● WORK TO COMPLETE:
Verbatim output of all the material below is required.

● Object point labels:
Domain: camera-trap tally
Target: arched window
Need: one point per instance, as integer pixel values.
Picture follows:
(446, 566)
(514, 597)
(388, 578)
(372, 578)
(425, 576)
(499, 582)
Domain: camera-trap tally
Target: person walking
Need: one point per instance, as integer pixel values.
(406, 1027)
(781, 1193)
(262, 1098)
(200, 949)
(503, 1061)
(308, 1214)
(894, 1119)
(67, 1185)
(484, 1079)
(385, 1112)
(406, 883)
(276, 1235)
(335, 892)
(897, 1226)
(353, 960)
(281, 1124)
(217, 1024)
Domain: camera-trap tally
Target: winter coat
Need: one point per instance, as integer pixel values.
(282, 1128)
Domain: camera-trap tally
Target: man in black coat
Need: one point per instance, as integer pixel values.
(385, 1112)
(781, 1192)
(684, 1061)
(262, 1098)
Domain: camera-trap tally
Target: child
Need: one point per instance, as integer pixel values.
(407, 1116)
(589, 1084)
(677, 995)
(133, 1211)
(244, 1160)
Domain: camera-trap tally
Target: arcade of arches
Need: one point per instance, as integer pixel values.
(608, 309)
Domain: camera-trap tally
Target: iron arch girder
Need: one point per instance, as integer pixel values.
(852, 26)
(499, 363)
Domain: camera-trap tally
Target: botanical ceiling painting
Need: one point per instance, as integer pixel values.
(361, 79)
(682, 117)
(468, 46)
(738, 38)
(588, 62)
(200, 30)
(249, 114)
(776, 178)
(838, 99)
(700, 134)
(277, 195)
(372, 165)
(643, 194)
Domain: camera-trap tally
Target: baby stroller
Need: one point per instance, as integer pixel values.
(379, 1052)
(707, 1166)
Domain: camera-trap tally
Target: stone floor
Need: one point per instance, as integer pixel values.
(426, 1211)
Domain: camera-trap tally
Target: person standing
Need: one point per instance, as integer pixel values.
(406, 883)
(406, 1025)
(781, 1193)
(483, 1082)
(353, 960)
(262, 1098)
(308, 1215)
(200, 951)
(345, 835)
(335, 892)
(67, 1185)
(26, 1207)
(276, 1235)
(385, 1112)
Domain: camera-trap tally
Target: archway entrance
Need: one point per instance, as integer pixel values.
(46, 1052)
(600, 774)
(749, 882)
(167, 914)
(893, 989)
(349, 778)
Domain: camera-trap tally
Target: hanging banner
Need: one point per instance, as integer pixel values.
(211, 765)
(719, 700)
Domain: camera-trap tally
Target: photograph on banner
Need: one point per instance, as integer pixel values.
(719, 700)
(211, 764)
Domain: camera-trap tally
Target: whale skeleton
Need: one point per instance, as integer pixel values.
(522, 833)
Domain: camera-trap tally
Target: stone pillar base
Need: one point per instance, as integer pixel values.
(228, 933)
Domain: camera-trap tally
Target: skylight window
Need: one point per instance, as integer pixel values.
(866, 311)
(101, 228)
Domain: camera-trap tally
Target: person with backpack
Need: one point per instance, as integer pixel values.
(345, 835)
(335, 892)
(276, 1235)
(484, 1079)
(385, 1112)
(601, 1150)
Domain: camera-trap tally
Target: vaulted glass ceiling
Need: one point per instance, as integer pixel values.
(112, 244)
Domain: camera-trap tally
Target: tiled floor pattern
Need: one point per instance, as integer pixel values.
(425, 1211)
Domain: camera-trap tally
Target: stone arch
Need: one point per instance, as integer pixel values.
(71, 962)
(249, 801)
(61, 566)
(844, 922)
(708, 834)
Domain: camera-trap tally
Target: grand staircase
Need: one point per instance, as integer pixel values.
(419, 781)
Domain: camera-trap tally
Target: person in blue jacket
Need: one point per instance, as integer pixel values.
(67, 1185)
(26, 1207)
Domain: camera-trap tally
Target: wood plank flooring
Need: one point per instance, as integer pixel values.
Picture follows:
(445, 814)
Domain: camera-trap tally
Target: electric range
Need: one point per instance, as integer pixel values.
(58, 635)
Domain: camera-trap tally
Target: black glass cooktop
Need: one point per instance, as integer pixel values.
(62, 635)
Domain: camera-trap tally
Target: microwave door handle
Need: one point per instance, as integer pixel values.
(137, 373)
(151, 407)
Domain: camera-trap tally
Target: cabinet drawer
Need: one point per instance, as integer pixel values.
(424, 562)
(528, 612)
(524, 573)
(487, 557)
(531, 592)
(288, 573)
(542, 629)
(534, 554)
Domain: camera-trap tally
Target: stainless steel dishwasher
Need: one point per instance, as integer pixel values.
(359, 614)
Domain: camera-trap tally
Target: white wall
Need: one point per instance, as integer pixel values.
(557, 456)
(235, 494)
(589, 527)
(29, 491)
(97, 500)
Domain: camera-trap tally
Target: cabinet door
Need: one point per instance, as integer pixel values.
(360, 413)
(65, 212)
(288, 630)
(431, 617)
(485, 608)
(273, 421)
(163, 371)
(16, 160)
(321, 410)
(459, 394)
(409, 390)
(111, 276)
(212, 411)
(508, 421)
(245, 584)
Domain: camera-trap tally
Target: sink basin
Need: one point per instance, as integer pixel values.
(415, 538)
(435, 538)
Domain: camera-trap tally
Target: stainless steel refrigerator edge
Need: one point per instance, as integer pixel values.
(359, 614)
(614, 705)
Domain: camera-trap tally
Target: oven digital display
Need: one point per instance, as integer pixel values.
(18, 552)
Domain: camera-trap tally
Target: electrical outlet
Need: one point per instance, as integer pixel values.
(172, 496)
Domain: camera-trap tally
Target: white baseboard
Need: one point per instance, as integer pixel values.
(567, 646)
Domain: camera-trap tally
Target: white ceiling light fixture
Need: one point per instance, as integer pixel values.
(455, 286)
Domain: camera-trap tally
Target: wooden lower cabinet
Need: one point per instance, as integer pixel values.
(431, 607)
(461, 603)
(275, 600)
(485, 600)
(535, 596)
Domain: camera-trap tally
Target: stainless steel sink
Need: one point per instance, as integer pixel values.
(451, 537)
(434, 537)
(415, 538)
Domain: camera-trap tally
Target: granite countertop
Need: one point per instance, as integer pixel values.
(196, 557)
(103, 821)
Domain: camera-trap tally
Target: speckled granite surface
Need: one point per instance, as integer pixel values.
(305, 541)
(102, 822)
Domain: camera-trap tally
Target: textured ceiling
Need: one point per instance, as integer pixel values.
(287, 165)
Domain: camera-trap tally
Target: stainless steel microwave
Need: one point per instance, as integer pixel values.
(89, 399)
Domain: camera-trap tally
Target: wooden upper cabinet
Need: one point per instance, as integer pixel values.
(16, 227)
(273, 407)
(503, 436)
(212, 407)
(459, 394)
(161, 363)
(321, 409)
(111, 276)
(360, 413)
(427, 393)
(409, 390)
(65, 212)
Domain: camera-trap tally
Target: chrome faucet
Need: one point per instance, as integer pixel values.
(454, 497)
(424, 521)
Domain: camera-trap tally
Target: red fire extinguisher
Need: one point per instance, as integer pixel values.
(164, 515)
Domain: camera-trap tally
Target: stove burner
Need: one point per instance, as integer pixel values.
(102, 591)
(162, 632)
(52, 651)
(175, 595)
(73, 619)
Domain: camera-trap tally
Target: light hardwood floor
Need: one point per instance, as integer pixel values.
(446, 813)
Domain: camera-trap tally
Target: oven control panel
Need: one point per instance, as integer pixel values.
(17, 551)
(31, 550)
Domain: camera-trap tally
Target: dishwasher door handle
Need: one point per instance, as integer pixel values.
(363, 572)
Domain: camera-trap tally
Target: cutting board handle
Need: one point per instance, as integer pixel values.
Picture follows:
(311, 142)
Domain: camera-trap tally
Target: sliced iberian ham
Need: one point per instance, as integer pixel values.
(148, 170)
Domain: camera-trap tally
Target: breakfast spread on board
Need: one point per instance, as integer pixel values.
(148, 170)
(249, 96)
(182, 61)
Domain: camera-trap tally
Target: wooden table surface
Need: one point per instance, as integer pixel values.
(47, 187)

● OUTPUT FOR THIS EXERCISE:
Domain: camera-trap tally
Target: arched window
Need: one point per instance, as integer pixel values.
Picture follows:
(446, 566)
(514, 597)
(388, 578)
(372, 578)
(425, 576)
(499, 582)
Domain: camera-trap tally
Target: person walking
Need: one point per instance, as integer pixel values.
(406, 1027)
(781, 1193)
(262, 1098)
(200, 949)
(503, 1061)
(308, 1214)
(894, 1119)
(67, 1185)
(484, 1079)
(385, 1112)
(406, 883)
(276, 1235)
(335, 892)
(897, 1226)
(353, 960)
(281, 1124)
(217, 1024)
Domain: camera-trap tally
Target: winter coat
Need: one point per instance, as integer pixel values.
(282, 1128)
Domain: camera-trap tally
Target: man in black coat
Need: one point per instance, as integer pixel values.
(385, 1112)
(781, 1192)
(684, 1061)
(262, 1098)
Domain: camera-trap tally
Target: child
Need: one point per instance, as integer pixel values.
(407, 1116)
(589, 1084)
(677, 995)
(133, 1211)
(244, 1160)
Domain: camera-trap tally
Target: arcade of arches
Need: one point per instance, as integer pixel values.
(608, 309)
Domain: camera-trap tally
Target: iron arch girder
Need: one point per instance, as integer pixel values.
(852, 26)
(499, 363)
Domain: camera-trap tally
Target: botanical ceiling painting
Need: one point per instance, as integer pixel values.
(361, 79)
(682, 117)
(468, 46)
(738, 38)
(588, 62)
(200, 30)
(249, 114)
(776, 178)
(838, 99)
(700, 134)
(277, 195)
(372, 165)
(643, 194)
Domain: camera-trap tally
Target: baby stroller
Need: one point per instance, as integer pixel values.
(379, 1052)
(707, 1166)
Domain: camera-trap tally
Target: stone floor
Need: one point per instance, as integer pixel values.
(426, 1211)
Domain: camera-trap tally
Target: person standing
Need: one point per instance, as integer pixel values.
(406, 883)
(406, 1025)
(781, 1193)
(483, 1082)
(353, 960)
(262, 1098)
(308, 1215)
(200, 951)
(345, 835)
(335, 892)
(67, 1185)
(26, 1207)
(276, 1235)
(385, 1112)
Domain: camera-trap tally
Target: archway entrance
Need: one point per instance, as integer pixel values.
(46, 1052)
(600, 774)
(749, 882)
(167, 914)
(893, 989)
(349, 778)
Domain: camera-trap tally
Target: hanging banner
Need: one point per instance, as integer pixel values.
(211, 765)
(719, 700)
Domain: camera-trap tally
Target: photograph on banner
Need: one point per instance, as integer pixel values.
(719, 700)
(211, 764)
Domain: camera-trap tally
Target: whale skeleton
Need: one point per instance, as integer pixel values.
(522, 833)
Domain: camera-trap tally
Target: stone pillar base
Need: one point per instance, as integer pixel values.
(228, 933)
Domain: camera-trap tally
Target: skylight window
Need: one point per instance, as integer pixel values.
(866, 311)
(101, 228)
Domain: camera-trap tally
Target: person with backpack
Need: one point per instance, as integer pixel values.
(345, 835)
(335, 892)
(276, 1235)
(484, 1079)
(385, 1112)
(601, 1150)
Domain: camera-trap tally
Target: vaulted glass ceiling
Need: one point per instance, as integer pixel values.
(112, 244)
Domain: camera-trap tally
Target: tiled floor pattern
Need: one point per instance, as integer pixel values.
(425, 1211)
Domain: camera-trap tally
Target: stone arch
Need: one point per instance, as integer pixel values.
(71, 962)
(249, 801)
(61, 566)
(844, 922)
(708, 834)
Domain: camera-trap tally
Target: grand staircase
Need: one point per instance, as integer pixel values.
(419, 781)
Domain: camera-trap tally
Target: person in blue jacket
Need: one point per instance, as integer pixel values.
(67, 1185)
(26, 1207)
Domain: camera-trap tally
Target: wood plank flooring
Need: one point per instance, as integer pixel values.
Picture follows:
(445, 814)
Domain: camera-trap tally
Target: electric range
Need: one point per instance, as integer pixel values.
(58, 635)
Domain: camera-trap tally
Target: black glass cooktop
Need: one point per instance, as integer pixel values.
(62, 635)
Domain: camera-trap tally
Target: microwave door handle
Need: one point per instance, as integer pixel values.
(137, 373)
(151, 407)
Domain: camera-trap tally
Target: cabinet drawer
Need: one point per instance, as integer pixel values.
(424, 562)
(528, 612)
(524, 573)
(487, 557)
(531, 592)
(288, 573)
(542, 629)
(534, 554)
Domain: camera-trap tally
Target: stainless steel dishwasher
Need: one point per instance, as integer pixel values.
(359, 614)
Domain: camera-trap tally
Target: white wall
Need: one point per instance, as integer pixel values.
(557, 456)
(235, 494)
(589, 527)
(29, 491)
(97, 500)
Domain: camera-trap tally
Target: cabinet door
Need: one point per instance, as integer pixel values.
(360, 413)
(65, 212)
(288, 630)
(431, 617)
(485, 608)
(273, 421)
(163, 371)
(16, 160)
(321, 410)
(459, 394)
(409, 390)
(111, 276)
(212, 411)
(508, 421)
(245, 584)
Domain: camera-trap tally
Target: sink basin
Need: one point per instance, as integer pixel values.
(415, 538)
(435, 538)
Domain: camera-trap tally
Target: stainless steel refrigerator edge
Need: one point per instance, as integer pixel values.
(359, 614)
(614, 705)
Domain: camera-trap tally
Target: oven digital display
Need: one point per instance, as integer pixel values.
(18, 552)
Domain: camera-trap tally
Target: electrical outlet
Need: one point per instance, as integer pixel values.
(172, 496)
Domain: camera-trap tally
Target: white baseboard
Need: one point per instance, as integer pixel values.
(567, 646)
Domain: camera-trap tally
Target: white ceiling light fixture
Need: one point per instance, as integer pixel values.
(455, 286)
Domain: camera-trap tally
Target: wooden lower cabinet
Need: one point per instance, as integer pixel values.
(431, 607)
(461, 603)
(275, 600)
(485, 600)
(535, 596)
Domain: camera-trap tally
Target: stainless steel sink
Need: one point per instance, as integer pixel values.
(451, 537)
(434, 537)
(415, 538)
Domain: camera-trap tally
Target: granite countertop
Need: one point per instance, as integer pixel values.
(196, 557)
(103, 821)
Domain: camera-trap tally
Target: speckled granite surface
Need: one point per instance, as integer pixel values.
(305, 541)
(102, 822)
Domain: camera-trap tally
Target: textured ceiling
Need: one point per instance, as integer pixel values.
(287, 165)
Domain: camera-trap tally
Target: stainless steel microwave
Need: one point per instance, as integer pixel values.
(89, 399)
Domain: camera-trap tally
Target: wooden upper cabinet
Need: one point per instance, as integer pixel values.
(16, 227)
(273, 407)
(503, 436)
(212, 407)
(459, 394)
(161, 363)
(321, 409)
(111, 276)
(360, 413)
(427, 393)
(409, 390)
(65, 212)
Domain: camera-trap tally
Target: chrome faucet
Need: one point per instance, as integer pixel values.
(454, 497)
(424, 521)
Domain: camera-trap tally
Target: red fire extinguisher
Need: one point per instance, as integer pixel values.
(164, 515)
Domain: camera-trap tally
Target: stove burner
Need: one point per instance, as integer pixel values.
(102, 591)
(162, 632)
(52, 651)
(175, 595)
(73, 619)
Domain: camera-trap tally
Target: light hardwood floor
Need: one point per instance, as integer pixel values.
(446, 813)
Domain: camera-trap tally
Target: oven control panel
Need: one point per instance, as integer pixel values.
(17, 551)
(31, 550)
Domain: camera-trap tally
Target: dishwasher door handle
Need: one point per instance, as integer pixel values.
(363, 572)
Domain: camera-trap tally
Target: cutting board handle
Need: one point per instance, as integer pixel values.
Picture follows:
(311, 142)
Domain: camera-trap tally
Target: sliced iberian ham
Need: one point per instance, as integer pixel values.
(148, 170)
Domain: camera-trap tally
Target: breakfast spread on board
Need: one point per instance, as integer pixel values.
(148, 170)
(249, 96)
(182, 61)
Domain: camera-trap tally
Target: wooden table surface
Need: one point per instance, as integer pixel values.
(47, 187)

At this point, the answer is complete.